### Trecho exibido
A realidade da Casa do Estudante da UFPel

Por Estevan Garcia

Muitos passam pela frente. Muitos conhecem algum morador. Mas você sabe qual a realidade da casa?

(Foto: Estevan Garcia)

(Foto: Estevan Garcia)

 

Sábado, 20 de junho, centro de Pelotas, dia ensolarado, porém, frio (desses de comer bergamota no sol). O endereço era Andrade Neves, esquina General Teles. Chegando ao local, me deparei com uma madeira fixada na parede do prédio a qual indicava o número: 1290. Acima da madeira havia uma placa dizendo: MEC – UFPel – Casa do Estudante. Conclui: é aqui! Cheguei até a porta e pelo vidro, do qual era formada, enxerguei um homem sentado, usando fones de ouvido, em frente a um computador. Esperei alguns minutos para ver se o mesmo percebia a minha presença. Não percebeu. Logo, bati na porta. Notando que havia alguém ali querendo entrar, fez sinal com a mão: “Entre” – tirando um dos fones do ouvido. Girei a maçaneta, entrei, subi alguns degraus e me apresentei: “Olá, sou estudante de Jornalismo. Vim conversar com uma moça do terceiro andar.” Recebi um “Pode subir”.

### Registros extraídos
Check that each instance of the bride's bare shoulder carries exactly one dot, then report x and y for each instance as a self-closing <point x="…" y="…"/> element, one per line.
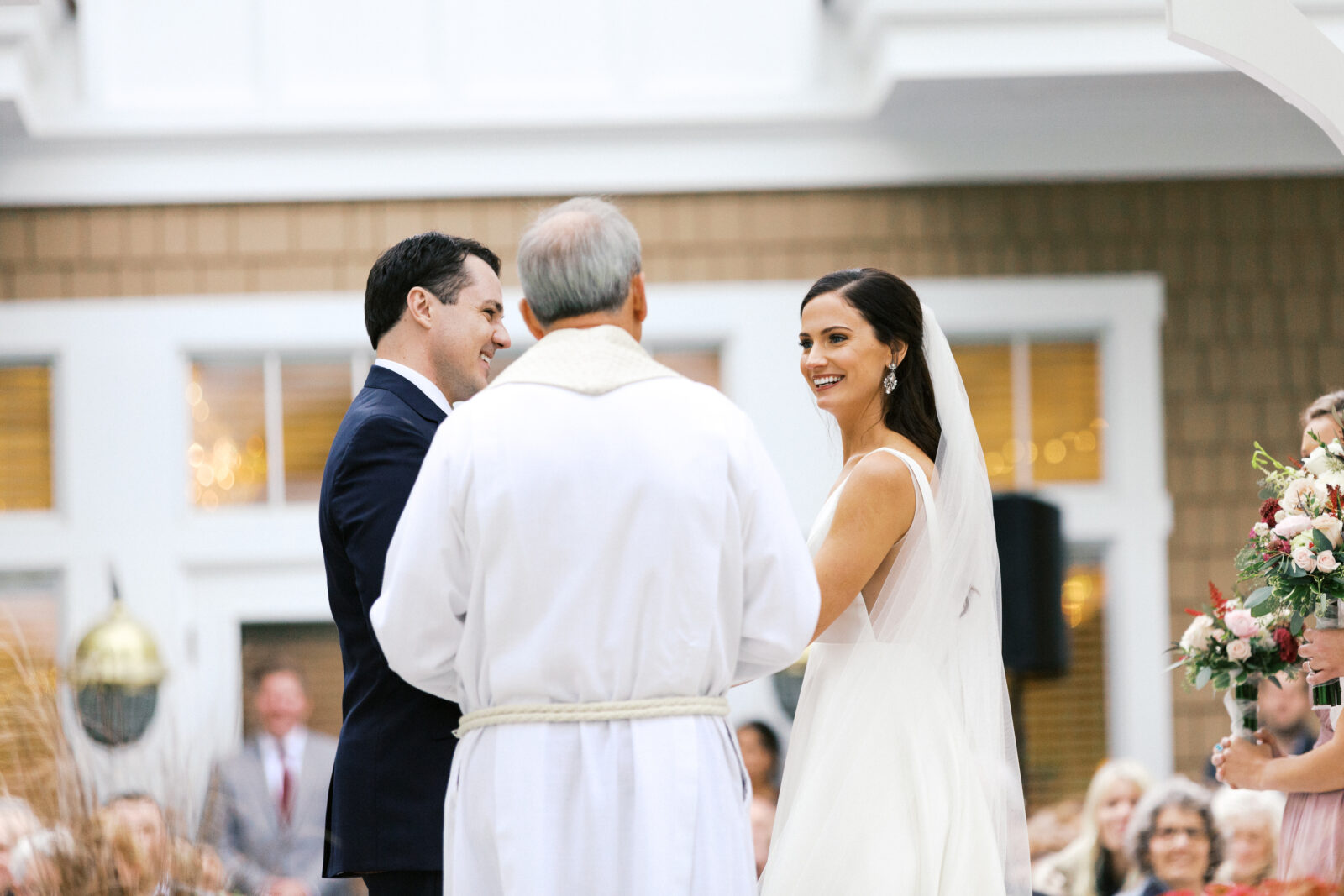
<point x="879" y="479"/>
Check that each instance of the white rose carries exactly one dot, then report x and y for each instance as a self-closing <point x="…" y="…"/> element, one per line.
<point x="1319" y="461"/>
<point x="1330" y="527"/>
<point x="1196" y="636"/>
<point x="1300" y="490"/>
<point x="1294" y="526"/>
<point x="1305" y="558"/>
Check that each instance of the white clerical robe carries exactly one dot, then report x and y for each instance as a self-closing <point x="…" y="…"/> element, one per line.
<point x="593" y="528"/>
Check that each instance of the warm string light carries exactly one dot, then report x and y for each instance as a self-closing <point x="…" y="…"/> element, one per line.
<point x="217" y="470"/>
<point x="1015" y="452"/>
<point x="1079" y="598"/>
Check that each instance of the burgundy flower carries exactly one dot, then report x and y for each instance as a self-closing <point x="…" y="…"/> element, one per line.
<point x="1287" y="645"/>
<point x="1268" y="510"/>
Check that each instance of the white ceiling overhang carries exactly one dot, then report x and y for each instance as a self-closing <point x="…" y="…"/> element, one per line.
<point x="308" y="100"/>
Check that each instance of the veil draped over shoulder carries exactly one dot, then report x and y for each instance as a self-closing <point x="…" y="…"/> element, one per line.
<point x="904" y="768"/>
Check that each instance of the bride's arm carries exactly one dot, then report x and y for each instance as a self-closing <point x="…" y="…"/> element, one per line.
<point x="1247" y="765"/>
<point x="874" y="512"/>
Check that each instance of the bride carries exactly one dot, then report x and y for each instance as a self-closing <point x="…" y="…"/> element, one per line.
<point x="902" y="774"/>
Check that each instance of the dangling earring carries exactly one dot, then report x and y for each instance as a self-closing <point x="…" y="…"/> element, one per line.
<point x="889" y="382"/>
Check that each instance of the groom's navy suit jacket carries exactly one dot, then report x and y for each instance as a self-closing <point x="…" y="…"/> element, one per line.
<point x="385" y="810"/>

### Tarefa proposta 1
Transcreva na íntegra, sem mudar nada, o texto sobre a Casa do Estudante da UFPel.
### Tarefa proposta 2
Reproduza sem alterações somente os registros que vão da linha que contém "Check that each instance of the veil" até o fim dos registros, incluindo essa primeira linha.

### Resposta completa 1
A realidade da Casa do Estudante da UFPel

Por Estevan Garcia

Muitos passam pela frente. Muitos conhecem algum morador. Mas você sabe qual a realidade da casa?

(Foto: Estevan Garcia)

(Foto: Estevan Garcia)

 

Sábado, 20 de junho, centro de Pelotas, dia ensolarado, porém, frio (desses de comer bergamota no sol). O endereço era Andrade Neves, esquina General Teles. Chegando ao local, me deparei com uma madeira fixada na parede do prédio a qual indicava o número: 1290. Acima da madeira havia uma placa dizendo: MEC – UFPel – Casa do Estudante. Conclui: é aqui! Cheguei até a porta e pelo vidro, do qual era formada, enxerguei um homem sentado, usando fones de ouvido, em frente a um computador. Esperei alguns minutos para ver se o mesmo percebia a minha presença. Não percebeu. Logo, bati na porta. Notando que havia alguém ali querendo entrar, fez sinal com a mão: “Entre” – tirando um dos fones do ouvido. Girei a maçaneta, entrei, subi alguns degraus e me apresentei: “Olá, sou estudante de Jornalismo. Vim conversar com uma moça do terceiro andar.” Recebi um “Pode subir”.

### Resposta completa 2
Check that each instance of the veil draped over shoulder carries exactly one dot, then report x and y for each instance as a self-closing <point x="…" y="…"/> element, one per line.
<point x="904" y="768"/>
Check that each instance of the bride's arm carries exactly one dot, then report x and y for each instance as a self-closing <point x="…" y="…"/> element, one per line.
<point x="1247" y="765"/>
<point x="874" y="512"/>
Check that each instance of the bride carries exactly one dot, then report x and y for each instance as a self-closing <point x="…" y="…"/> element, one per line.
<point x="902" y="774"/>
Check that each instance of the dangling earring carries exactly one dot, then report x and y for each instance as a self-closing <point x="…" y="…"/> element, one per line.
<point x="889" y="382"/>
Check that each instance of the groom's navy suit jacket carries exactly one dot, then report x and y for each instance as a self-closing <point x="…" y="…"/> element, one per line.
<point x="385" y="810"/>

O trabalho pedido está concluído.